WHAT NEEDS TO BE DONE
Reproduce everything from the line containing "TARGET: stone bracket under sill" down to the end of the records, requests included, with each answer point's coordinates multiplied by 2.55 and rounded to whole numbers, halves rounding up. Leave the numbers in the requests and their samples unchanged.

MATERIAL PROVIDED
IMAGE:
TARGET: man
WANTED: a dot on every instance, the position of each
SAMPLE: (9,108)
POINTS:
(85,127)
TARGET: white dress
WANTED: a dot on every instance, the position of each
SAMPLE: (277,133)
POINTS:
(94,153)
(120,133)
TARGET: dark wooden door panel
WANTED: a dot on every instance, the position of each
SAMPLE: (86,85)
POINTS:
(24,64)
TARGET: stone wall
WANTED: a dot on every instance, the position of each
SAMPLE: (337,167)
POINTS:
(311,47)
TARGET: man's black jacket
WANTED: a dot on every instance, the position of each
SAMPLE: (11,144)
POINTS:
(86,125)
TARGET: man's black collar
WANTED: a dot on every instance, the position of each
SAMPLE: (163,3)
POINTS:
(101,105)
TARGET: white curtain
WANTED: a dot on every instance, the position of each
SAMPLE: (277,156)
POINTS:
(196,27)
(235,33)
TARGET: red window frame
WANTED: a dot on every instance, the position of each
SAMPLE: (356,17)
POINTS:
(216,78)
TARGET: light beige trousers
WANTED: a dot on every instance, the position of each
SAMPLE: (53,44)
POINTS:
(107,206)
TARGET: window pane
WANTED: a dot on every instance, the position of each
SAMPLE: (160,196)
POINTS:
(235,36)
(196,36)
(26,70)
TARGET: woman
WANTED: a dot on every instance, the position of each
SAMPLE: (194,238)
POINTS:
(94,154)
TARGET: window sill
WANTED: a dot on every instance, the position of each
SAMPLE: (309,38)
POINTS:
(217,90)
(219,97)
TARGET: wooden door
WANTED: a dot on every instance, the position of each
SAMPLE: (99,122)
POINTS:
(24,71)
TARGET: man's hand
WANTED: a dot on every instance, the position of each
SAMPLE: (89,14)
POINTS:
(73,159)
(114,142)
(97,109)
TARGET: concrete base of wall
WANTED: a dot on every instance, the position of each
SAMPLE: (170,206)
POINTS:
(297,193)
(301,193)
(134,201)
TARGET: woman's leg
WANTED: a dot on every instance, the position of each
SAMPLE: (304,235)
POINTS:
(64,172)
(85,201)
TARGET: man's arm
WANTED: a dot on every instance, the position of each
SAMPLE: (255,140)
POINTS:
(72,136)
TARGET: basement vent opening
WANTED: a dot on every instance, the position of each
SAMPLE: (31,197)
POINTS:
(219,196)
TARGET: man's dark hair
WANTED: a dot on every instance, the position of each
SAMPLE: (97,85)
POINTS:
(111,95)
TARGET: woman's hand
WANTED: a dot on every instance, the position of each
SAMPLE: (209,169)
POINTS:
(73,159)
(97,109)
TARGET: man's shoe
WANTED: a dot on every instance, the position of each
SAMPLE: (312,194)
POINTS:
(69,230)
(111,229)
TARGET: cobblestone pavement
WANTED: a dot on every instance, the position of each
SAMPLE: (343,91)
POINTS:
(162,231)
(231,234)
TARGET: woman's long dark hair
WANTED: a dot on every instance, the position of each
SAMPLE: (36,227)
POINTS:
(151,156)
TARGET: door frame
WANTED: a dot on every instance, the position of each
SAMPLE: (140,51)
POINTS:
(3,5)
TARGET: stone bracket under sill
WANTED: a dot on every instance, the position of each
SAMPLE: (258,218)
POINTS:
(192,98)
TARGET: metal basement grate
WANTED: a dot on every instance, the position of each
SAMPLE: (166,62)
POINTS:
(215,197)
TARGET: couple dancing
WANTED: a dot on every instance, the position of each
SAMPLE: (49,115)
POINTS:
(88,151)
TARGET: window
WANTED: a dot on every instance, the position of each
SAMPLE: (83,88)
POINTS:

EXERCISE ANSWER
TARGET: stone bracket under sill
WANTED: a dot on every instance, the position of each
SAMPLE: (258,218)
POINTS:
(490,250)
TARGET: metal basement grate
WANTED: a dot on every instance, the position of each
SAMPLE: (166,62)
POINTS:
(548,502)
TARGET: couple dancing
WANTED: a dot on every instance, the position of each
SAMPLE: (49,115)
POINTS:
(224,385)
TARGET: window
WANTED: a dot on every instance, the position of each
SAMPLE: (83,88)
POINTS:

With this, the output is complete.